> _EXERCISE OBJECTIVE_: Only the lines below from the one containing "Query: dry foliage" through the one containing "Can you find the corn" belong in the answer, set down exactly, with the pictures left out.

################

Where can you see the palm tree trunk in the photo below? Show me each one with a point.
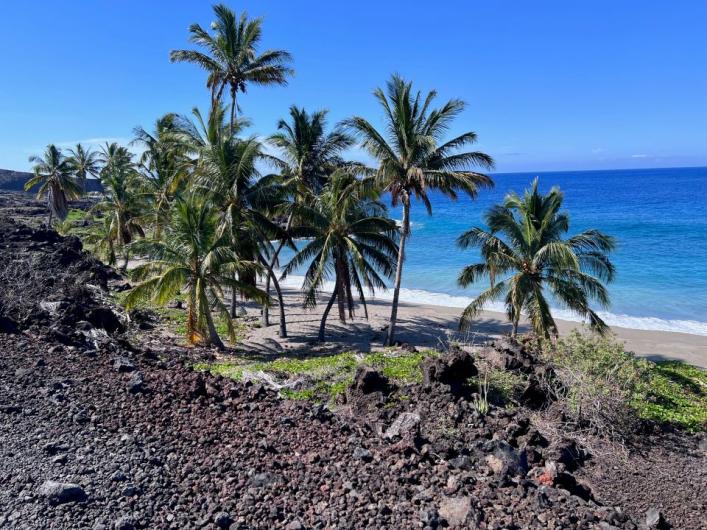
(233, 110)
(214, 339)
(399, 273)
(325, 315)
(234, 302)
(49, 207)
(349, 294)
(271, 274)
(281, 302)
(341, 292)
(266, 313)
(126, 259)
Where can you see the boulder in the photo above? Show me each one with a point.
(136, 383)
(61, 492)
(7, 325)
(504, 460)
(105, 318)
(367, 381)
(655, 520)
(454, 369)
(405, 424)
(456, 511)
(223, 519)
(361, 453)
(123, 364)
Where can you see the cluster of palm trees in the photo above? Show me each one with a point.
(208, 209)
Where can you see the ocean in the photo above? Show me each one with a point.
(658, 216)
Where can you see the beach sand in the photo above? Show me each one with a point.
(431, 326)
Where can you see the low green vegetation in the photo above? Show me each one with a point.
(323, 378)
(606, 384)
(675, 393)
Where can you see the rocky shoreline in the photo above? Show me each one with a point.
(101, 431)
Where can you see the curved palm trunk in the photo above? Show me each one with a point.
(213, 338)
(265, 321)
(340, 292)
(322, 326)
(213, 334)
(49, 207)
(233, 110)
(399, 273)
(234, 301)
(280, 299)
(126, 259)
(346, 278)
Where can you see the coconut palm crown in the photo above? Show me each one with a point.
(192, 256)
(350, 240)
(84, 163)
(231, 57)
(526, 258)
(413, 157)
(54, 174)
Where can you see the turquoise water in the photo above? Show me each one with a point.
(658, 216)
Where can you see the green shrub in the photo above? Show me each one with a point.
(608, 388)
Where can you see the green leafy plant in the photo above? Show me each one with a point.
(525, 249)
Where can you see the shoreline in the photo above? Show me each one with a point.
(427, 325)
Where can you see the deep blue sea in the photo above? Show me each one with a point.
(658, 216)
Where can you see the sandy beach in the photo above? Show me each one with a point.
(433, 326)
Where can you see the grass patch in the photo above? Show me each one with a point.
(327, 376)
(503, 386)
(676, 393)
(599, 373)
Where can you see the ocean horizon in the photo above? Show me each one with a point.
(658, 217)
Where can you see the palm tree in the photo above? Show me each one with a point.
(231, 56)
(84, 163)
(349, 238)
(164, 165)
(413, 159)
(194, 258)
(54, 174)
(308, 155)
(226, 169)
(524, 245)
(123, 202)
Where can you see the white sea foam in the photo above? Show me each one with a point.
(418, 296)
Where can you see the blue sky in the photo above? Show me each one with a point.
(550, 85)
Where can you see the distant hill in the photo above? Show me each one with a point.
(15, 181)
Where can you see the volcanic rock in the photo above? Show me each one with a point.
(60, 492)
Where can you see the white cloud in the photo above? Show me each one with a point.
(93, 142)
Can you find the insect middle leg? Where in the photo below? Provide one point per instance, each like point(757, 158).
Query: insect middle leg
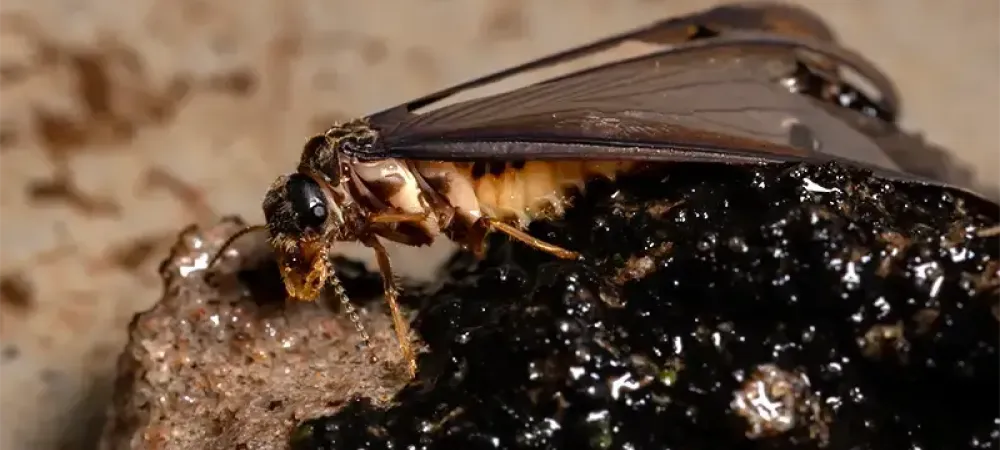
point(391, 289)
point(485, 225)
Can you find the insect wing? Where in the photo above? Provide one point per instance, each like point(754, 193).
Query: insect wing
point(701, 102)
point(776, 19)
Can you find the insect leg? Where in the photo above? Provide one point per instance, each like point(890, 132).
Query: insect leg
point(345, 302)
point(485, 225)
point(399, 322)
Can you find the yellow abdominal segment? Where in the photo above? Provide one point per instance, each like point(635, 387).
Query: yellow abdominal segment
point(536, 190)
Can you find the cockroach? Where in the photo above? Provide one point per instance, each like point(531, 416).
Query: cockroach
point(731, 85)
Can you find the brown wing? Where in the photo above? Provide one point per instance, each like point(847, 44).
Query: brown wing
point(705, 101)
point(771, 18)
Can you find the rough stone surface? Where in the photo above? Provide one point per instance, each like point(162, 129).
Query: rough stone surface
point(121, 123)
point(221, 362)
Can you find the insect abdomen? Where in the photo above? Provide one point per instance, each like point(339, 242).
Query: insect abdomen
point(520, 191)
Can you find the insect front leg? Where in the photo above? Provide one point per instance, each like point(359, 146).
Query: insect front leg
point(391, 289)
point(483, 226)
point(333, 283)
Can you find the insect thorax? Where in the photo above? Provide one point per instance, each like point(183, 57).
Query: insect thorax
point(325, 154)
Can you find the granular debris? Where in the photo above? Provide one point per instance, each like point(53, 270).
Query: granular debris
point(795, 306)
point(222, 363)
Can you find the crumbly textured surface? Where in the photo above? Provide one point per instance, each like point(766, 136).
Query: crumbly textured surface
point(222, 362)
point(783, 307)
point(122, 122)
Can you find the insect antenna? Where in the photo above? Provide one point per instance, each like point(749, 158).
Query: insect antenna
point(229, 242)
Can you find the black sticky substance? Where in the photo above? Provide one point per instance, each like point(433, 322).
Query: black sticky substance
point(719, 307)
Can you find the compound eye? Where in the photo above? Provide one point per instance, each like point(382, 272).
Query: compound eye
point(308, 202)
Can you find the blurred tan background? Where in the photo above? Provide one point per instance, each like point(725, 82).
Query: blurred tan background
point(123, 121)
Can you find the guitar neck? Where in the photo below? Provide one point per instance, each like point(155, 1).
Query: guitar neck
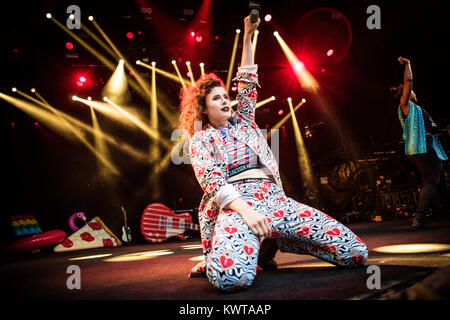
point(192, 226)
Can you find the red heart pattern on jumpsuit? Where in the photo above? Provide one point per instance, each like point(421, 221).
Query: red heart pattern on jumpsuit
point(304, 231)
point(230, 229)
point(259, 196)
point(305, 214)
point(226, 261)
point(279, 214)
point(248, 250)
point(334, 232)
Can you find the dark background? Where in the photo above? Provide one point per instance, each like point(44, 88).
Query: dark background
point(353, 116)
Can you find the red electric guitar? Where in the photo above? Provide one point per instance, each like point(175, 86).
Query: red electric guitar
point(159, 223)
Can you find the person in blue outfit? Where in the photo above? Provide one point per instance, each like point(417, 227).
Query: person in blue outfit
point(422, 147)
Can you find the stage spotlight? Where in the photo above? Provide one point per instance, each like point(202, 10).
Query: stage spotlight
point(81, 80)
point(299, 66)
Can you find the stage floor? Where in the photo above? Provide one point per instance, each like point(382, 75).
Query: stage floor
point(159, 271)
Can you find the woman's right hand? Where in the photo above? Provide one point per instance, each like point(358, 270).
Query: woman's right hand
point(249, 26)
point(257, 222)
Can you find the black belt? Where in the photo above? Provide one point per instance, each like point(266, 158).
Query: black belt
point(251, 180)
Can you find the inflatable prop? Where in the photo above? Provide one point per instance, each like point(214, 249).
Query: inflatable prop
point(159, 223)
point(30, 236)
point(75, 216)
point(95, 234)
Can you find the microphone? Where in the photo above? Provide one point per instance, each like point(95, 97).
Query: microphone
point(254, 15)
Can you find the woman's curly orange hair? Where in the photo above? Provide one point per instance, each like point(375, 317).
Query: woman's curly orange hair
point(193, 103)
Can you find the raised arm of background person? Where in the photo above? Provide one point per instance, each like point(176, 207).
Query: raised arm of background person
point(407, 86)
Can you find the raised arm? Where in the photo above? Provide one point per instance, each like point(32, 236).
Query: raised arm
point(247, 47)
point(247, 74)
point(407, 85)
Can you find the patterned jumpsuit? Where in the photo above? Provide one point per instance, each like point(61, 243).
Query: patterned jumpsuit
point(230, 247)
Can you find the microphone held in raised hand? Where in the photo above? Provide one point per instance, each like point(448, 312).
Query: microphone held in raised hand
point(254, 15)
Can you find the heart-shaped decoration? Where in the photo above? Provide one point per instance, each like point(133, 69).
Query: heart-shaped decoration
point(304, 231)
point(226, 261)
point(248, 250)
point(230, 229)
point(275, 234)
point(334, 232)
point(279, 214)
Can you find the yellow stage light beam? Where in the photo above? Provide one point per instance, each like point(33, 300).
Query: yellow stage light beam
point(174, 63)
point(191, 74)
point(117, 86)
point(233, 56)
point(305, 79)
point(140, 86)
point(285, 118)
point(88, 47)
point(99, 41)
point(138, 78)
point(255, 41)
point(135, 154)
point(166, 74)
point(56, 122)
point(304, 162)
point(202, 68)
point(99, 140)
point(154, 147)
point(146, 129)
point(154, 108)
point(263, 102)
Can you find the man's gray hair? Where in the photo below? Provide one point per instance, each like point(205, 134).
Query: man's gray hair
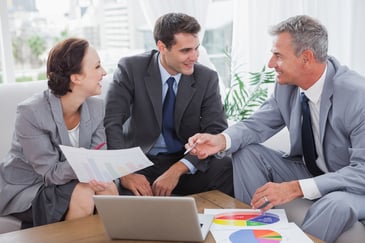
point(307, 34)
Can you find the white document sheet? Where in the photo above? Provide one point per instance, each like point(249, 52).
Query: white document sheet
point(104, 165)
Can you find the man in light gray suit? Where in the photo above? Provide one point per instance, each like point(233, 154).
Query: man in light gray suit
point(266, 178)
point(136, 114)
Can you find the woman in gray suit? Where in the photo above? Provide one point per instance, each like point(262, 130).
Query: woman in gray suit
point(37, 184)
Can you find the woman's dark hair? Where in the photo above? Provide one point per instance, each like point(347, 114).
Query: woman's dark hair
point(63, 60)
point(170, 24)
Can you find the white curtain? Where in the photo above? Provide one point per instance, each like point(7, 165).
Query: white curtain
point(196, 8)
point(252, 18)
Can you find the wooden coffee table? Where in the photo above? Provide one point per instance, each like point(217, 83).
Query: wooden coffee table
point(90, 229)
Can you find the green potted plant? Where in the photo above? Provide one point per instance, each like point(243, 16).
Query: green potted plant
point(242, 99)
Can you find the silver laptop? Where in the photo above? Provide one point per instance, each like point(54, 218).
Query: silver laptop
point(152, 218)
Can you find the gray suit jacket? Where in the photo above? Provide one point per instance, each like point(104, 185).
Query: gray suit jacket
point(35, 158)
point(341, 122)
point(134, 105)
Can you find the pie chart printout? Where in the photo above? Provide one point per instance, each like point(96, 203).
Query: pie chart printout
point(255, 236)
point(245, 218)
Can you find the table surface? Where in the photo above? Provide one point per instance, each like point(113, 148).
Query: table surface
point(90, 229)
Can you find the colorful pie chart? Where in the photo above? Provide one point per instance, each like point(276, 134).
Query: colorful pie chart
point(245, 218)
point(255, 236)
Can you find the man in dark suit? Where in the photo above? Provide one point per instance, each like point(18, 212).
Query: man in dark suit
point(135, 115)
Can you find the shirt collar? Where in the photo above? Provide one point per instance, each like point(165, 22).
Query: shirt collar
point(315, 91)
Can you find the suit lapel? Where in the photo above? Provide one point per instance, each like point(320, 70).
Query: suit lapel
point(326, 99)
point(85, 126)
point(56, 109)
point(153, 85)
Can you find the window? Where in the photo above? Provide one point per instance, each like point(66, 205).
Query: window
point(115, 28)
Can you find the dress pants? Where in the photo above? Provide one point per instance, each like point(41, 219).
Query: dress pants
point(327, 218)
point(218, 176)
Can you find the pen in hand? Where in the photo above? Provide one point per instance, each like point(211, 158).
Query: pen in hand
point(97, 147)
point(189, 149)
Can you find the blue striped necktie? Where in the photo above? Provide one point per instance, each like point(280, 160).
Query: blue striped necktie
point(308, 143)
point(168, 129)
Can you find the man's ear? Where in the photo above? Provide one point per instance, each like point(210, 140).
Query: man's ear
point(308, 56)
point(161, 46)
point(75, 78)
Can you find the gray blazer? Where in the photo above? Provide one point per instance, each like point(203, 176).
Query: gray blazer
point(341, 123)
point(134, 105)
point(35, 158)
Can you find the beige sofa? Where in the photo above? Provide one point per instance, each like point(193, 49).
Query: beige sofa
point(12, 94)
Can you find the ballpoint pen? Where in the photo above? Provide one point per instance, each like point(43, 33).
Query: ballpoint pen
point(97, 147)
point(189, 149)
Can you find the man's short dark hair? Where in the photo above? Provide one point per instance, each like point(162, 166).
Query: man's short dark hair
point(170, 24)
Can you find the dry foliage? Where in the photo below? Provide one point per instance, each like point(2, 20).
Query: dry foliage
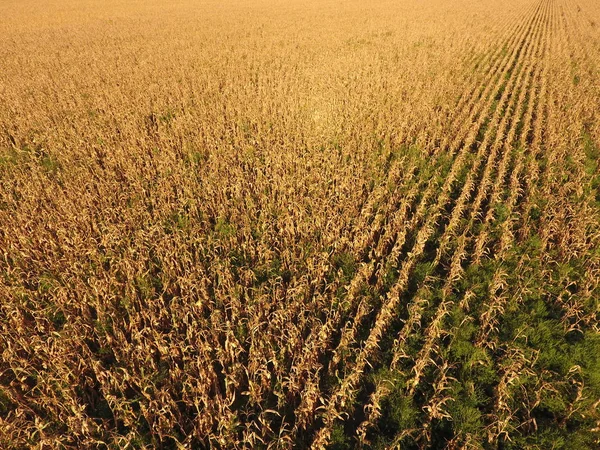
point(276, 224)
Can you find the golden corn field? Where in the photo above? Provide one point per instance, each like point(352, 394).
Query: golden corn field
point(300, 224)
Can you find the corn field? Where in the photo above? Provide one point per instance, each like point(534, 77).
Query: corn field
point(300, 224)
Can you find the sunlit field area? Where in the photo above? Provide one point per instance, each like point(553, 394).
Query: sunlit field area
point(300, 224)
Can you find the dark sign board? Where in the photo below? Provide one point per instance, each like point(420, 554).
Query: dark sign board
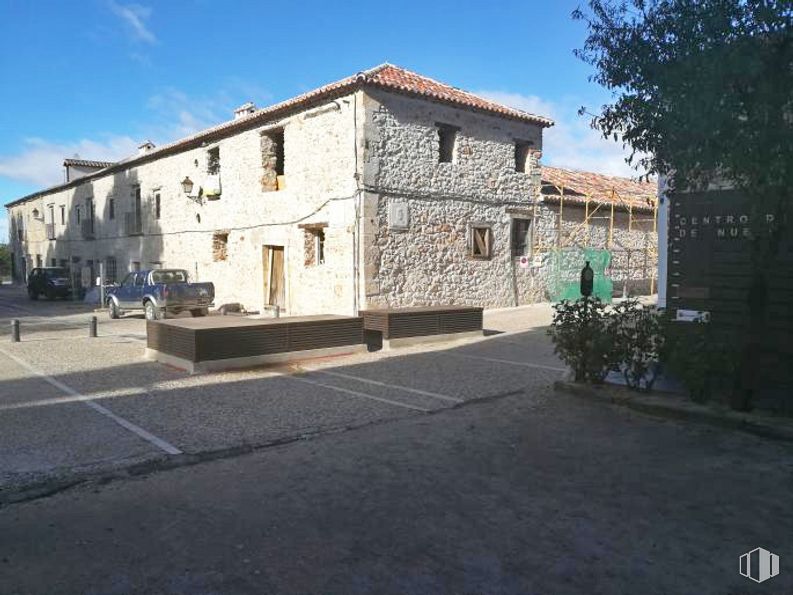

################

> _ANSWER SECTION_:
Query: dry foliage
point(276, 224)
Can you find the golden corn field? Where in the photo above? Provide one point per instance, each like point(352, 394).
Query: golden corn field
point(300, 224)
Can you find the corn field? Where in the photo above? Provide one point per instance, each like point(534, 77).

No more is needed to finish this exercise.